Extract each line of the data below exactly as written.

Object point labels
* START *
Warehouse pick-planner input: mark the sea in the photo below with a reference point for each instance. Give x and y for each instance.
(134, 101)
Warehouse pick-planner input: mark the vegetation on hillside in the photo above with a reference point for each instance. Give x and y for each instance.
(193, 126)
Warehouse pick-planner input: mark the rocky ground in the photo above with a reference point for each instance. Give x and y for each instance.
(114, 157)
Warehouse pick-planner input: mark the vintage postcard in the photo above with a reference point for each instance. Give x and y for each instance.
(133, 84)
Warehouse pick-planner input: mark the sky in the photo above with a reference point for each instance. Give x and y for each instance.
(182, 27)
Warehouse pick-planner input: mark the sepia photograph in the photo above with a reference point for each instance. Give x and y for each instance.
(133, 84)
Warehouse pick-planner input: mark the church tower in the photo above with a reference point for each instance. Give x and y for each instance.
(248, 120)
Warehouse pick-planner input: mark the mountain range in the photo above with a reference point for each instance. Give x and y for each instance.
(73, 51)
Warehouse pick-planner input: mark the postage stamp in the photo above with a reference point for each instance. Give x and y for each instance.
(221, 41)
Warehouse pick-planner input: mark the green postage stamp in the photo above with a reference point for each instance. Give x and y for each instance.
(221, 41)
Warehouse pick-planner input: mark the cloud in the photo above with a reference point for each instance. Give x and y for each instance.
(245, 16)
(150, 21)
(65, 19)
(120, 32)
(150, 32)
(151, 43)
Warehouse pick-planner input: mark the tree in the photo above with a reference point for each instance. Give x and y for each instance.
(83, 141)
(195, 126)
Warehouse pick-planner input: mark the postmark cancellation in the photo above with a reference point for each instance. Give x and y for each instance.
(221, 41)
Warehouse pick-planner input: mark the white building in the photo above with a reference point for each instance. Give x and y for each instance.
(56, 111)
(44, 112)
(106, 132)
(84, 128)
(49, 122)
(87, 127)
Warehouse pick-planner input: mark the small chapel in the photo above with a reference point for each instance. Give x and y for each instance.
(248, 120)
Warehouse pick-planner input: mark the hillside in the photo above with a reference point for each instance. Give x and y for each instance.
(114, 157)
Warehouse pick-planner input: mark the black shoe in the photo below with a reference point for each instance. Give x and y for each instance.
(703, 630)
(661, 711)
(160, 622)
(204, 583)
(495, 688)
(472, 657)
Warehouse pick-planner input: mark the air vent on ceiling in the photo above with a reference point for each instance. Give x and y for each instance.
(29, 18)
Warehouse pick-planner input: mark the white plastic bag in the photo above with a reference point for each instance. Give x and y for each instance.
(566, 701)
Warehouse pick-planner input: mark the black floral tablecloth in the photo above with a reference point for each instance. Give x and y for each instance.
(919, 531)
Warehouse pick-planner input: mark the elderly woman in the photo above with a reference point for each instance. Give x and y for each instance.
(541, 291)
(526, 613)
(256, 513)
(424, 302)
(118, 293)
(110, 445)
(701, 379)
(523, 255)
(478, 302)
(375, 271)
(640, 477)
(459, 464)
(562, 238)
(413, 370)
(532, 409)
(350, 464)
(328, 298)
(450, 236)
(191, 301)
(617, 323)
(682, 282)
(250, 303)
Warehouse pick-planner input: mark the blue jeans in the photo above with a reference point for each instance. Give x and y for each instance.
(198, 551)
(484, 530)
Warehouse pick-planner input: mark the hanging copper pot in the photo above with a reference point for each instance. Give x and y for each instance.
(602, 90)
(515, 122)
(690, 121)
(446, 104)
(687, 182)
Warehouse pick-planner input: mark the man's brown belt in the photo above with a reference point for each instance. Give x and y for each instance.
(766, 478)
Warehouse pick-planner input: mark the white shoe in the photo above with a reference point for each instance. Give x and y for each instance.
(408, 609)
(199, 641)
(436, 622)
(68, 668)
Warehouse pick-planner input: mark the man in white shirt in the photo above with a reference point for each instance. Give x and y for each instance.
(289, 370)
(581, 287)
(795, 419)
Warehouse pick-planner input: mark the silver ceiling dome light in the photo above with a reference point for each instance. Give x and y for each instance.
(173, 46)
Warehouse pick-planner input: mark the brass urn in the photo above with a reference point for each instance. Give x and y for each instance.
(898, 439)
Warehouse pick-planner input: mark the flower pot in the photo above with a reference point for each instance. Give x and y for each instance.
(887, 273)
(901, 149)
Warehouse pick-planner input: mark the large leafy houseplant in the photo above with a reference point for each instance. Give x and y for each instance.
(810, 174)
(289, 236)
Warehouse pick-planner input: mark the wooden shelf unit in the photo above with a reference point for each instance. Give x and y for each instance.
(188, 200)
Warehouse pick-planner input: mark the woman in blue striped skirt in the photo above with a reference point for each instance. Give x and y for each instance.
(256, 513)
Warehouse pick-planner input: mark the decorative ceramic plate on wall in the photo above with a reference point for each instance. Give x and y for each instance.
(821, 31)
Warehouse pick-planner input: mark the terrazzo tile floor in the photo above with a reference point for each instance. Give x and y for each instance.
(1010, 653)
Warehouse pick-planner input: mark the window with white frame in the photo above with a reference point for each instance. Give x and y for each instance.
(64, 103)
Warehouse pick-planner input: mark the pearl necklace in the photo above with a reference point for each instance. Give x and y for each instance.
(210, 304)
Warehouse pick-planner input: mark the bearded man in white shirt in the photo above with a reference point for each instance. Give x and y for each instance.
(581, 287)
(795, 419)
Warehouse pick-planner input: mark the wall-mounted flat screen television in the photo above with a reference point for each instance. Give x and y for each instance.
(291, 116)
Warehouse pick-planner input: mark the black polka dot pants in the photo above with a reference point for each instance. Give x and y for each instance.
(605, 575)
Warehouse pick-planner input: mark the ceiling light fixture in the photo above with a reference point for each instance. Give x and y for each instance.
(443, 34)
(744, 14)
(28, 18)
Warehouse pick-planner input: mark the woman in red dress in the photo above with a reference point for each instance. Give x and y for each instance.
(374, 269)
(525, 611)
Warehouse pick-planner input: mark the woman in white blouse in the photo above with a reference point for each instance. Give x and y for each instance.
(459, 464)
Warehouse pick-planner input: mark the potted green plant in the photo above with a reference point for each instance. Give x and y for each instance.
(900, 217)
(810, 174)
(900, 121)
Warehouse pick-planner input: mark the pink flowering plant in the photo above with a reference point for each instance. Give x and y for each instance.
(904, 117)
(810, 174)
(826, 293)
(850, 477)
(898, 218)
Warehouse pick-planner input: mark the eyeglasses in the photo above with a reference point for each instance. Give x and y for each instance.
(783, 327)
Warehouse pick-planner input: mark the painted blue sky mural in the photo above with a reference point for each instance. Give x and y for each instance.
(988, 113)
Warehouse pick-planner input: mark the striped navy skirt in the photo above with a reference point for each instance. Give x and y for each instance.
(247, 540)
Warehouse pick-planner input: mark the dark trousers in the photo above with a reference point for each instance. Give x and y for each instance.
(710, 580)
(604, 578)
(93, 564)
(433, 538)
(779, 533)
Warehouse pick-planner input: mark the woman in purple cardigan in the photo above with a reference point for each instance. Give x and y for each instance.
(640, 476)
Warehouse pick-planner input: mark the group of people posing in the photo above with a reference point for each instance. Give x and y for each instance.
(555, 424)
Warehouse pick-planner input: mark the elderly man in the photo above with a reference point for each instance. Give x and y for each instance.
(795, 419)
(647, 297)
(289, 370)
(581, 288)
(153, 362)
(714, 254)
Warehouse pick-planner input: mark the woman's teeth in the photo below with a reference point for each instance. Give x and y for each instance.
* END *
Output for this task:
Warehouse pick-planner input: mark the sea in the photo below with a reference point for each instance. Give x and y for each instance.
(134, 101)
Warehouse pick-planner input: mark the vegetation on hillside in the photo above with a reference point for each instance. Give x and y for each instance.
(193, 126)
Warehouse pick-planner input: mark the rocky ground in the photo above with a reference point for each instance. Give x and y for each instance.
(114, 157)
Warehouse pick-planner input: mark the vintage postcard in the photo above with a reference point for each instance. Give x and y for each instance.
(133, 84)
Warehouse pick-planner input: mark the sky in the photo above with a reference point for each instance. Give x and y for each instance.
(182, 27)
Warehouse pick-planner input: mark the sepia photograph in the photo above with a reference point for each instance. Give x and y for each instance.
(133, 84)
Warehouse pick-planner input: mark the church tower in the photo above with a reference point for each instance. Give x and y for each instance.
(248, 120)
Warehouse pick-planner input: mark the mountain range in the photo above with a reference point for each instance. Give x and y for each instance.
(73, 51)
Warehouse pick-planner input: mark the postage stamp in the photo above with a reference point for each instance. Give x and y for each instance.
(221, 41)
Warehouse pick-planner input: mark the green postage stamp in the photo above with a reference point for each instance. Give x and y for each instance.
(221, 41)
Warehouse pick-planner input: mark the cloud in the photo above with a reference point for each instance. Give x and y for each instance.
(245, 16)
(150, 21)
(65, 19)
(120, 32)
(150, 32)
(151, 43)
Warehouse pick-planner input: mark the tree in the photo above with a reference point for each instance. Give x and y for each instance.
(83, 141)
(195, 126)
Warehouse pick-planner input: mark the postmark cancellation in the photo above with a reference point for each instance. Give x and y for each instance.
(221, 41)
Warehouse pick-planner input: mark the white building in the photo above with a reference point for each instance. Give x and y for each instance.
(56, 111)
(44, 112)
(106, 132)
(84, 128)
(49, 122)
(87, 127)
Warehouse pick-planner input: mark the small chapel in the photo above with a reference point for each instance. Give x and y for each instance.
(248, 120)
Warehouse pick-planner input: mark the hillside in the photo above with a reference point for each instance. Give x and y for each instance.
(114, 157)
Warehouse pick-planner input: mark the black shoe in the photo below with a reference point for each instance. Give x and y for each instance.
(703, 630)
(661, 711)
(160, 622)
(204, 583)
(495, 688)
(472, 657)
Warehouse pick-planner input: mark the air vent on ceiling in the photo above with a reference point for each instance. Give x and y for each instance.
(29, 18)
Warehouse pick-planner input: mark the white plastic bag in the photo above with a reference point for each instance. Give x and y for each instance.
(566, 701)
Warehouse pick-planner input: mark the black floral tablecloth in the photo above with a reference point for each instance. Give x and y for each instance.
(919, 531)
Warehouse pick-planner input: mark the elderly woman in the photo above with a reference point for each instance. Give x and y for each instance.
(541, 291)
(526, 613)
(256, 513)
(424, 302)
(118, 293)
(110, 445)
(701, 379)
(523, 255)
(478, 302)
(375, 271)
(640, 477)
(459, 464)
(562, 238)
(413, 370)
(532, 409)
(350, 464)
(328, 298)
(450, 236)
(191, 301)
(617, 323)
(682, 282)
(250, 303)
Warehouse pick-planner input: mark the blue jeans in the photo above with a reference point for each instance. Give x and y for each instance.
(198, 551)
(484, 530)
Warehouse pick-planner input: mark the hanging copper pot in the photo above with a reference point for each instance. Give x and y for each instance.
(602, 90)
(515, 122)
(690, 121)
(446, 104)
(687, 182)
Warehouse pick-planner input: mark the man's brown belt in the photo above with a reference point for each instance. Give x and y for each instance.
(766, 478)
Warehouse pick-planner input: mark the white shoe in the photo above with a reference point for each instance. Give x and y for each instance.
(408, 609)
(199, 641)
(436, 622)
(68, 668)
Warehouse pick-planner input: mark the man in white shirt in the photo above with a reference point for each instance. Give x and y for each instance.
(289, 370)
(581, 287)
(795, 419)
Warehouse pick-planner input: mark the silver ceiling dome light in the photo above with a reference point for each instance. Give x and y for each instance.
(173, 46)
Warehouse pick-planner input: mark the brass urn in the photo above with a reference point for each instance. Give x and y for each instance.
(898, 439)
Warehouse pick-planner input: mark the flower pot in the photo above with a reference point for each instance. Give x and y for each instance.
(887, 273)
(901, 149)
Warehouse pick-planner input: mark the large leafy houseplant in the photo above with a reference point for each instance. Give x and y for each instance.
(810, 174)
(289, 236)
Warehouse pick-planner input: mark the wooden shelf unit in the photo above with a reference point for each instance. Give x and y for each instance.
(188, 200)
Warehouse pick-planner input: mark the woman in blue striped skirt in the photo above with a reference point for each instance. Give x and y for each instance.
(256, 513)
Warehouse pick-planner input: mark the decorative ceramic plate on wall in the photo above with a reference point for each instance. Give x and y for each instance.
(821, 31)
Warehouse pick-planner input: mark the terrazzo tile floor in the photo above with a reference point for each instance. Give x and y for each instance.
(1010, 653)
Warehouse pick-planner input: mark the window with white frame in the photo above with a reference point for each instance. Give x and y for each instance.
(64, 103)
Warehouse pick-planner input: mark the pearl necklace in the photo above with a reference point for each instance. Give x and y for each instance.
(210, 304)
Warehouse pick-planner input: mark the bearded man in white shirt in the photo above with a reference point for each instance. Give x and y for each instance.
(581, 287)
(795, 419)
Warehouse pick-planner input: mark the wall-mounted flat screen television in the photo above with a reference point for each instance. Give x and y for each instance.
(291, 116)
Warehouse pick-planner input: mark the black polka dot pants in the photo above with a reference point for each instance. Give x and y for each instance.
(605, 575)
Warehouse pick-planner input: mark the ceiling light fixture in the photo above with a reference point for each instance. Give x and y for each instance.
(443, 34)
(744, 14)
(28, 18)
Warehouse pick-planner input: mark the woman in red dress in the photo above with a reference point for each instance. Give x and y for each instance.
(374, 269)
(525, 611)
Warehouse pick-planner input: mark the woman in white blouse in the photo above with a reference point for each instance. Give x and y for each instance.
(459, 464)
Warehouse pick-planner input: mark the potted green plant in the photo above with a reference point for each instance. Give x and y for each instance.
(900, 217)
(810, 174)
(900, 121)
Warehouse pick-planner input: mark the pink flowering plant in the photo above with a reference point for each instance. Give x and y for each instance.
(904, 117)
(810, 174)
(826, 293)
(850, 477)
(898, 218)
Warehouse pick-planner input: mark the eyeglasses in the photo above with a reference point for each instance. Give x and y for each instance.
(783, 327)
Warehouse pick-planner input: mark the painted blue sky mural in the photo above with a reference point for each instance. Give x and y for each instance.
(988, 113)
Warehouse pick-planner input: mark the striped navy skirt in the photo above with a reference point for each instance. Give x and y for each instance.
(247, 540)
Warehouse pick-planner input: mark the dark trousers in the photo above with a reference point for each instance. Give x and y for each instance.
(710, 580)
(604, 578)
(93, 564)
(433, 538)
(779, 533)
Warehouse pick-planner input: mark the woman in purple cardigan in the photo above with a reference point for each instance. Give x and y for each instance.
(640, 476)
Warehouse pick-planner input: mark the group of people posing in the photo above with a reference point for each instance. Give x and y for each instance.
(555, 424)
Warehouse pick-planner input: mark the elderly man in the photo above with a reference point for each instance. Give x and y for each instance.
(795, 419)
(647, 297)
(289, 370)
(581, 288)
(153, 362)
(714, 254)
Warehouse pick-planner input: mark the woman's teeth in the photo below with a reference point for each instance. Give x and y for each instance.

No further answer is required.